» What to work on
Copy out the lines below word for word, omitting the pictures.

» Given records
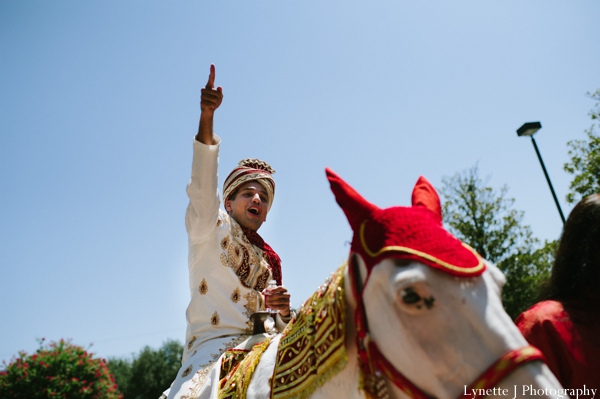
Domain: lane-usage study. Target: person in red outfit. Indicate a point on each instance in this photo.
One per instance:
(565, 326)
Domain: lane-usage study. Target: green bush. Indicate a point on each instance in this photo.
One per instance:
(57, 370)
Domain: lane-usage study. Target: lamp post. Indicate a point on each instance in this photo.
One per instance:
(529, 129)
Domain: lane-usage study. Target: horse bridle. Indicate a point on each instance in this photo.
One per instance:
(374, 364)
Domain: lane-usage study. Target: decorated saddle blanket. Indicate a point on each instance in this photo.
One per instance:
(311, 349)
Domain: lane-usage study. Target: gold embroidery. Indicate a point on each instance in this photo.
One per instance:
(215, 320)
(311, 350)
(235, 382)
(199, 379)
(203, 288)
(187, 371)
(245, 259)
(202, 374)
(235, 296)
(251, 305)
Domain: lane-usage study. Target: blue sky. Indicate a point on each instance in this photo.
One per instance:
(99, 103)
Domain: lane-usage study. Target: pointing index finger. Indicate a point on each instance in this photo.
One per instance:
(211, 78)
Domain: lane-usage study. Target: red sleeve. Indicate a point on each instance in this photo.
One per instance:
(547, 327)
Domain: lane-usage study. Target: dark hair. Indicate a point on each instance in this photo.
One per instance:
(576, 272)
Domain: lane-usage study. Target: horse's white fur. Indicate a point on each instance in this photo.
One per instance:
(441, 348)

» Result of the exercise
Domain: lane-usage study. Target: person in red outfit. Indicate a point on each instance in this photo.
One per instance:
(565, 326)
Domain: lane-usage study. Target: green bush. Indicate a point on each instance in this photo.
One per instance:
(57, 370)
Domain: lane-usage study. Target: lamp post. Indicate a point on each instance in this photo.
One per instance:
(529, 129)
Domain: lane-usage study. Target: horse bridle. Indicate a point on each instance in this photo.
One per instance:
(374, 364)
Domain: lane-usage study. Target: decorated saddle blanket. Indicate a point on each instance in this photo.
One per instance:
(311, 349)
Domain: lane-usage study. Target: gold embroidery. Indicate a point on each instance in this photo.
One per instance:
(215, 320)
(311, 350)
(235, 382)
(199, 379)
(203, 288)
(187, 371)
(245, 259)
(202, 374)
(235, 296)
(251, 305)
Domain: lane-usage study. Target: blue sky. Indicate a point on each instance in this photo.
One per instance:
(99, 103)
Domain: lane-usage study. Target: pointing index finger. Indicate a point on each instance in this photo.
One per instance:
(211, 78)
Domain: lane-usage study. Target: red sleeve. Indicate a point on each instance in this photo.
One per instance:
(547, 327)
Domain: lane-usage study. Target: dark hair. Indicate a point on each instance in this photo.
One per instance:
(576, 272)
Domain: lane-usage study. Target: horse's white fur. Indicate a point on each instance in this photo.
One per instance:
(441, 348)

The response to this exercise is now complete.